> Exercise details
Which lines in the listing below contain the word "house"? Return each one in full.

> Records for processing
┄┄┄┄┄┄┄┄┄┄

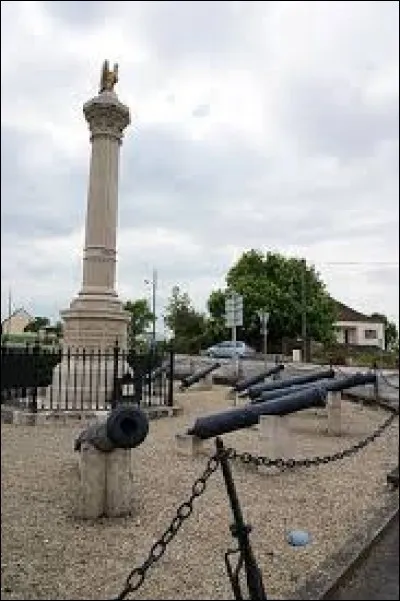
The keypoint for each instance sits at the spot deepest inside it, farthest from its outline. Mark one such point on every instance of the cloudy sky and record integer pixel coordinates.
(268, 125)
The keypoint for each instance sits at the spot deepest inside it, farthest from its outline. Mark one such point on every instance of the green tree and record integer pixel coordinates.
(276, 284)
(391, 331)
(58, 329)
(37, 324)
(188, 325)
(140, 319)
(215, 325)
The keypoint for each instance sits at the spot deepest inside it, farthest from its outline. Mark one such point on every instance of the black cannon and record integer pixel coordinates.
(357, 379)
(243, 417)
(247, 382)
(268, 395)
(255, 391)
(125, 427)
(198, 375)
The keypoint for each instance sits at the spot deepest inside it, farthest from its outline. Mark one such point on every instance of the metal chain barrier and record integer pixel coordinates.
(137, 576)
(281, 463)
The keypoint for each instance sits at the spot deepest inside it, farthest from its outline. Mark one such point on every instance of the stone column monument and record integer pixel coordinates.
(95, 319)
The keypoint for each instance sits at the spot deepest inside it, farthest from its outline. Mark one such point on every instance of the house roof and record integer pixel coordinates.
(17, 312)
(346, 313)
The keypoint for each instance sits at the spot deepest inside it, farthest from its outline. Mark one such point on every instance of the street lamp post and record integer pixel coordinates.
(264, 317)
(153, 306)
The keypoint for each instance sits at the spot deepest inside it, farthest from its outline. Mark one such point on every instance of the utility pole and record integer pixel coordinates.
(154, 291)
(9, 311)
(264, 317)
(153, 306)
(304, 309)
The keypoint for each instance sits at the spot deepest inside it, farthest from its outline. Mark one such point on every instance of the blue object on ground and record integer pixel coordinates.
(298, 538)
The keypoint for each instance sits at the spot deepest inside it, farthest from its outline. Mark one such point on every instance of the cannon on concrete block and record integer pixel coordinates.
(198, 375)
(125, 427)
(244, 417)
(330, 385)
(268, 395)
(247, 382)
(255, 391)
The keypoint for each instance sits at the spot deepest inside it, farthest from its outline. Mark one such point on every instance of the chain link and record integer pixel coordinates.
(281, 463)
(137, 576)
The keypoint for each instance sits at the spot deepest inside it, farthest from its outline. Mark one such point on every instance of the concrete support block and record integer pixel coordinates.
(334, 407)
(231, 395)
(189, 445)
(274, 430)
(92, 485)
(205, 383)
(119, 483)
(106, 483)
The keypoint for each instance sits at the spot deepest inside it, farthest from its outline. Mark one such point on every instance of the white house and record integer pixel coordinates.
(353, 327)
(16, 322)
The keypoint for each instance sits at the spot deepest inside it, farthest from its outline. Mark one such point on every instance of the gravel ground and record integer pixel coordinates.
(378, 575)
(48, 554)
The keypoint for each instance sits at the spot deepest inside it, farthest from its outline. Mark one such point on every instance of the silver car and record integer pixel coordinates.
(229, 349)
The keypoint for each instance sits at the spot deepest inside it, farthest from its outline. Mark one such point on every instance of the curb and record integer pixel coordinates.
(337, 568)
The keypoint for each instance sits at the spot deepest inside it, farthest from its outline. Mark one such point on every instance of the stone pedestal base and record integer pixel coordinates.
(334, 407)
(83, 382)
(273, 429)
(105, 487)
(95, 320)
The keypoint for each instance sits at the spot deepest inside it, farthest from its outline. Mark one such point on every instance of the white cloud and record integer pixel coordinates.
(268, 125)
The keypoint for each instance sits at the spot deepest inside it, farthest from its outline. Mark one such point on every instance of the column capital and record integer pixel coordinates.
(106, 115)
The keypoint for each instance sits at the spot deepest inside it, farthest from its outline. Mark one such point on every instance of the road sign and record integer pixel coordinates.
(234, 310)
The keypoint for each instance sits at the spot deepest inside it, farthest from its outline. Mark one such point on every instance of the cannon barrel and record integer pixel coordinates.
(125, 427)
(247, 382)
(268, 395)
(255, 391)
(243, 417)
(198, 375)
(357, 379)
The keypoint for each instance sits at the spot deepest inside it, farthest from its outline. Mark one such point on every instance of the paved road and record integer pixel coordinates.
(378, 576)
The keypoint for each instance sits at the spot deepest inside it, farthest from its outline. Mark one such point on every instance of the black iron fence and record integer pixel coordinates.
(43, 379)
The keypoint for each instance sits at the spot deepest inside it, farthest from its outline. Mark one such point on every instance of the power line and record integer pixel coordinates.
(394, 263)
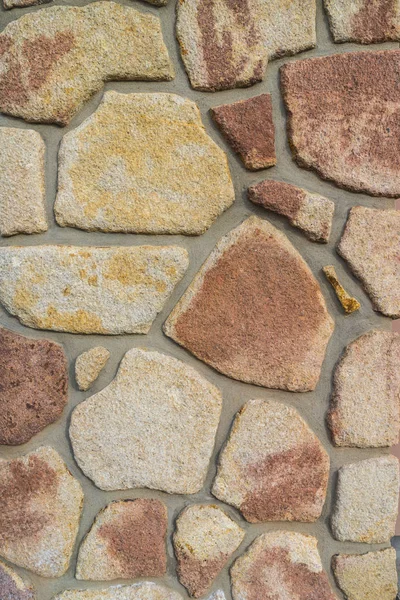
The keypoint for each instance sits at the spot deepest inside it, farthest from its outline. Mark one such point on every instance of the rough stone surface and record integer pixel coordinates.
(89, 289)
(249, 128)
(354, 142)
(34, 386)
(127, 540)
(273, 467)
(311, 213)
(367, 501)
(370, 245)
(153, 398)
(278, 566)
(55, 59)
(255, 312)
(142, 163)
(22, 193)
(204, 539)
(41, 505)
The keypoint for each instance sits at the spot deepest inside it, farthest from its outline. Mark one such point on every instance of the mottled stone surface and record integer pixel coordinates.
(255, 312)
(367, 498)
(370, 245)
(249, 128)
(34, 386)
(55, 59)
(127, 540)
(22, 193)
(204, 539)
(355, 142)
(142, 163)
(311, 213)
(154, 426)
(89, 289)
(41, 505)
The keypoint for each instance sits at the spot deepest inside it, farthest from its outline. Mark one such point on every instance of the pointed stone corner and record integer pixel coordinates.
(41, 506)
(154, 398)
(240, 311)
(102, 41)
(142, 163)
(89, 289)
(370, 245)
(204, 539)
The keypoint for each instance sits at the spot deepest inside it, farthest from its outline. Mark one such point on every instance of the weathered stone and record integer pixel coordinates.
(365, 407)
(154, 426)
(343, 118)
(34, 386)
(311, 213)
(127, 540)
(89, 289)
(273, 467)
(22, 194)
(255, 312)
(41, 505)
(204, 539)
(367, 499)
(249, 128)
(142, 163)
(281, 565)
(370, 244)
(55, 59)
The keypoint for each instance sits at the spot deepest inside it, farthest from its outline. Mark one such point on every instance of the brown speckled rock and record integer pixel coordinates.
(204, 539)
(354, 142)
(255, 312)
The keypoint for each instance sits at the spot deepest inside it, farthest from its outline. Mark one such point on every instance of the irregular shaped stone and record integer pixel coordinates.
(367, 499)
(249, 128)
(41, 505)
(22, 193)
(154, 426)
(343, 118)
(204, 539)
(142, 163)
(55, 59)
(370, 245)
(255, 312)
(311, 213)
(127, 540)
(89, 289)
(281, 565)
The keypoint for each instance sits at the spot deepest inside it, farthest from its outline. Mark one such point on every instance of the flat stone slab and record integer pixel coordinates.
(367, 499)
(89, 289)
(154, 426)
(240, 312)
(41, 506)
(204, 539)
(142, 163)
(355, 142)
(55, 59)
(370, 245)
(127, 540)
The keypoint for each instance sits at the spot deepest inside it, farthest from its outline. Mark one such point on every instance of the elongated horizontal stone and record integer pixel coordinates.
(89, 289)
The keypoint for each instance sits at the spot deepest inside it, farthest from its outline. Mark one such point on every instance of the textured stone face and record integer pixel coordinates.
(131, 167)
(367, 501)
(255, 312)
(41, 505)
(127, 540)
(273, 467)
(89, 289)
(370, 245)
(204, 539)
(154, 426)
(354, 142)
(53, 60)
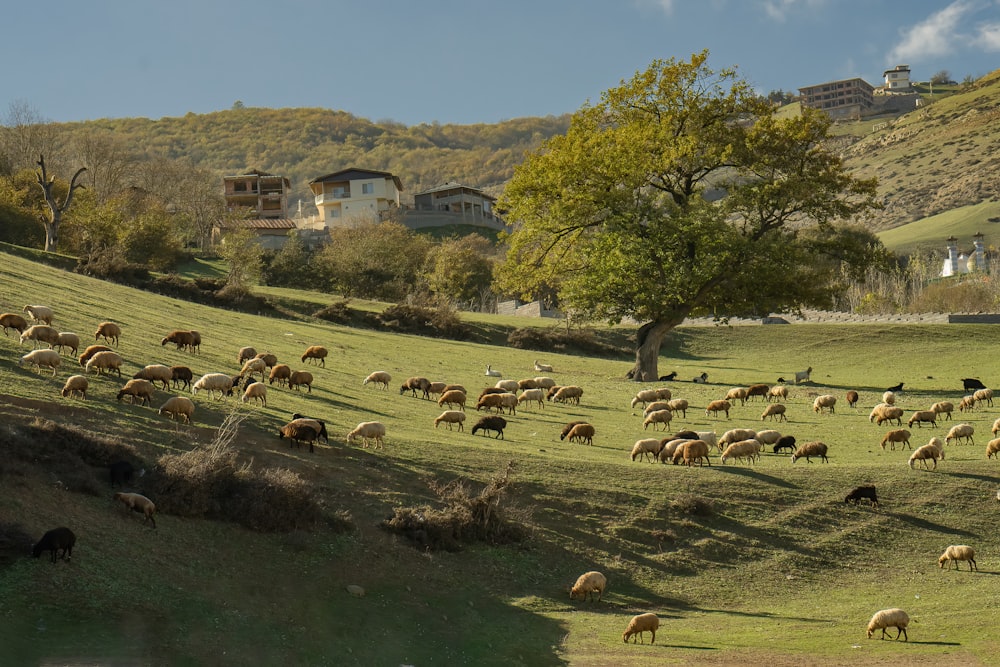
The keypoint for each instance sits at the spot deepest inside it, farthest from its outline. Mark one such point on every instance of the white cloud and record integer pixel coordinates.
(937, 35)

┄┄┄┄┄┄┄┄┄┄

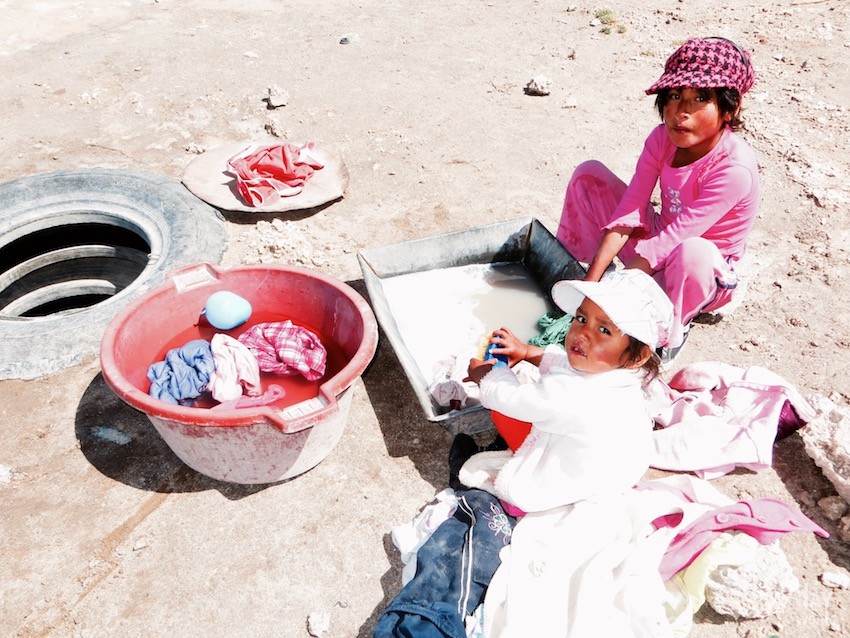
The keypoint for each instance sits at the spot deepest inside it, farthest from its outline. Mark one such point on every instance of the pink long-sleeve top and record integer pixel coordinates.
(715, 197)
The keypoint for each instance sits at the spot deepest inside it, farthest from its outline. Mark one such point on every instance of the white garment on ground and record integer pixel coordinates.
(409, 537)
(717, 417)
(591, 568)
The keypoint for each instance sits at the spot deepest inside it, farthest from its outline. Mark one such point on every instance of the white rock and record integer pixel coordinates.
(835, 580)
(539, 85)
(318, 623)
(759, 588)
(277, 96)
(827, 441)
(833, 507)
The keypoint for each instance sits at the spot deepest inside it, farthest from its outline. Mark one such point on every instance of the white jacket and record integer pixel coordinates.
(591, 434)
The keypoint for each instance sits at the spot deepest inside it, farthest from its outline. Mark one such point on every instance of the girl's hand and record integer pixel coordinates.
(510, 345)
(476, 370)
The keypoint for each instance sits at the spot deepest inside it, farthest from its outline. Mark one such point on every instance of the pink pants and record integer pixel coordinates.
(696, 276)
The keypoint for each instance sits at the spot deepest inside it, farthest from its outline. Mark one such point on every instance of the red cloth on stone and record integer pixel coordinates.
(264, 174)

┄┄┄┄┄┄┄┄┄┄

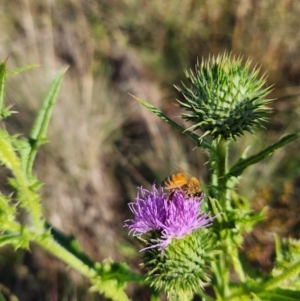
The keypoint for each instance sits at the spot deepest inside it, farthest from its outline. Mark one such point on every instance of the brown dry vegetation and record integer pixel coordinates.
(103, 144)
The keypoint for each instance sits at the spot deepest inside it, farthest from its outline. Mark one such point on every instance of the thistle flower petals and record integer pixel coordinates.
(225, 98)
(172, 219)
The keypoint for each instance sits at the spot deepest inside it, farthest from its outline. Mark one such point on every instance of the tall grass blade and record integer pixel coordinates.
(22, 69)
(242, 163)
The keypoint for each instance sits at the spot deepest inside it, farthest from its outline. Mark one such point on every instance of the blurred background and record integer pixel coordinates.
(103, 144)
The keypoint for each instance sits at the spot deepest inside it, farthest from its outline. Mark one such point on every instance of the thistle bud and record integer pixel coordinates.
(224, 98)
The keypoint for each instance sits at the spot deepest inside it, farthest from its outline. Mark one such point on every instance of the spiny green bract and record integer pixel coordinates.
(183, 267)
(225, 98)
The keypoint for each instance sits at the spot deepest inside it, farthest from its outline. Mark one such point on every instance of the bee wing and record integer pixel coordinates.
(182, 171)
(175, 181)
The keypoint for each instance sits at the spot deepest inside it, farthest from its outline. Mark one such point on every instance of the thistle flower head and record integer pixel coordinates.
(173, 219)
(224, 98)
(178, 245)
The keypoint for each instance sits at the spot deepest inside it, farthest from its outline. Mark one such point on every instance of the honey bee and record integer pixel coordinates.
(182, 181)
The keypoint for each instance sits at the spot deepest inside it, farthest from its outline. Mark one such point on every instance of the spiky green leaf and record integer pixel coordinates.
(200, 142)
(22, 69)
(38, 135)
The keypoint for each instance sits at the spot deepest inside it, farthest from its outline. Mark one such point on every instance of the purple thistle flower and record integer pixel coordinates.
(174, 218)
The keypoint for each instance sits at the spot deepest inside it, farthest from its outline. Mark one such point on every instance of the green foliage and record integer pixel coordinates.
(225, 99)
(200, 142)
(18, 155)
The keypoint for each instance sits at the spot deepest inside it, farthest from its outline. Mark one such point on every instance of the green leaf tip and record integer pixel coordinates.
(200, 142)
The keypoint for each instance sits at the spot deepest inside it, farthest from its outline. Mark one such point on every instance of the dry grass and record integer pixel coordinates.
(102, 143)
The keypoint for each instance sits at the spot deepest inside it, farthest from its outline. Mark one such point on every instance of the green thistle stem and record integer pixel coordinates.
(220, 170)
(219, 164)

┄┄┄┄┄┄┄┄┄┄

> Output
The keypoint for each instance sits at the spot deepest inside it, farthest from its outline. Mark one such point on every instance of the house roof and record integer pixel coordinates.
The keypoint for each instance sits at the spot deepest inside it, farthest from its outline. Mark one such point on every instance of the white house and record integer pixel coordinates.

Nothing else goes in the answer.